Start Stored data

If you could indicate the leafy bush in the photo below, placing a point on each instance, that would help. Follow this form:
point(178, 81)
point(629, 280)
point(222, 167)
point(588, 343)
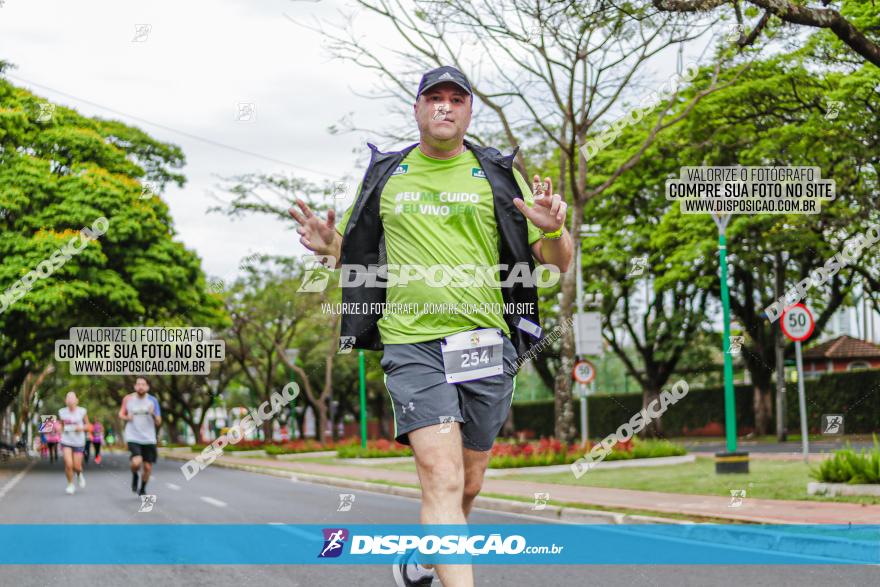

End Stored data

§ What is needed: Copy the records above line for line, leaving out the pictures.

§ Task result:
If you could indicate the leafy bush in the photo below, placing a point on each instance, that would help. Follow this form:
point(178, 81)
point(629, 280)
point(222, 167)
point(588, 343)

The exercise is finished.